Objective - Return, word for word, the lines of the records that begin at the line containing "of the sandy" and run through the end of the records.

Input data -
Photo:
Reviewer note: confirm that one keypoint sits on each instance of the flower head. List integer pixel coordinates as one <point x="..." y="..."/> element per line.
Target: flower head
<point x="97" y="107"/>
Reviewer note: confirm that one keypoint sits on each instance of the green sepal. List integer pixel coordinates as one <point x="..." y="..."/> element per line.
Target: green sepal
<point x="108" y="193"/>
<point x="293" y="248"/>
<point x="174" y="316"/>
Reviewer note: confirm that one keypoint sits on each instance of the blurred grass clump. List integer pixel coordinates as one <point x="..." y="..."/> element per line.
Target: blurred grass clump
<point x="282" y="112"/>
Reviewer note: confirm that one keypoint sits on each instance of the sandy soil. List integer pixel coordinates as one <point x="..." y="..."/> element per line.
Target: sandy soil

Answer to the exercise -
Reviewer note: confirm that one keypoint sits on each instance of the sandy soil. List integer pixel coordinates as one <point x="..." y="..."/> element per line.
Target: sandy soil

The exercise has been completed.